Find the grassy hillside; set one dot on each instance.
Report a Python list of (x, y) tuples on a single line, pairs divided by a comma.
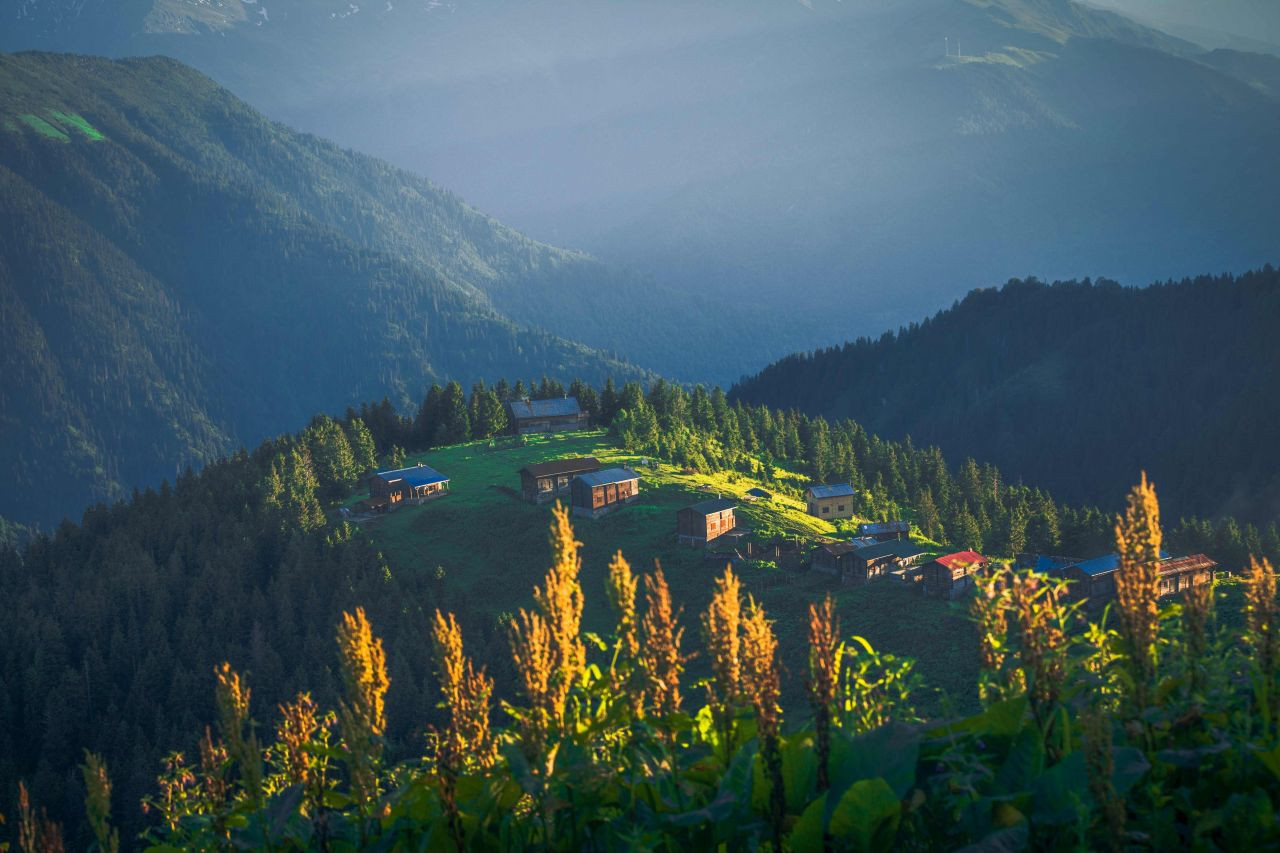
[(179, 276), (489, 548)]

---

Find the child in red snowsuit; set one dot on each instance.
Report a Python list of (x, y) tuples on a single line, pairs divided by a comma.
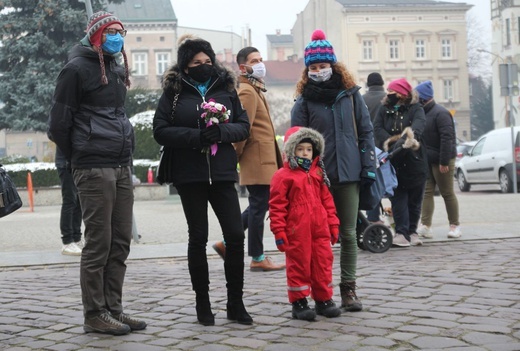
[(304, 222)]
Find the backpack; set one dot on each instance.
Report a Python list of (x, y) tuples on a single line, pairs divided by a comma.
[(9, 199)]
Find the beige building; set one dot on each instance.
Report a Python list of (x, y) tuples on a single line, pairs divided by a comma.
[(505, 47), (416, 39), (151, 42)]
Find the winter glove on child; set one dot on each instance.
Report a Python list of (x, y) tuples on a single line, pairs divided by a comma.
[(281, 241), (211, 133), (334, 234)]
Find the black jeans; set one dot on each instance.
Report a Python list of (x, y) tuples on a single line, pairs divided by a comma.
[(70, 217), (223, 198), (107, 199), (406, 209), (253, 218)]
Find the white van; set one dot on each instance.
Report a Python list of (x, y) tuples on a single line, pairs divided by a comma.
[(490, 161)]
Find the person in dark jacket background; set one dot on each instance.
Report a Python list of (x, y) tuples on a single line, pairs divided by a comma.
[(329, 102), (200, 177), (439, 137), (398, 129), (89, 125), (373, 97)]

ASSIGNED TASK:
Take every line above carrying "child" and return it.

EXERCISE ANSWER:
Find the child in red snowsuit; set one dot on each instance.
Find the winter glove on child; set one dot on each instance.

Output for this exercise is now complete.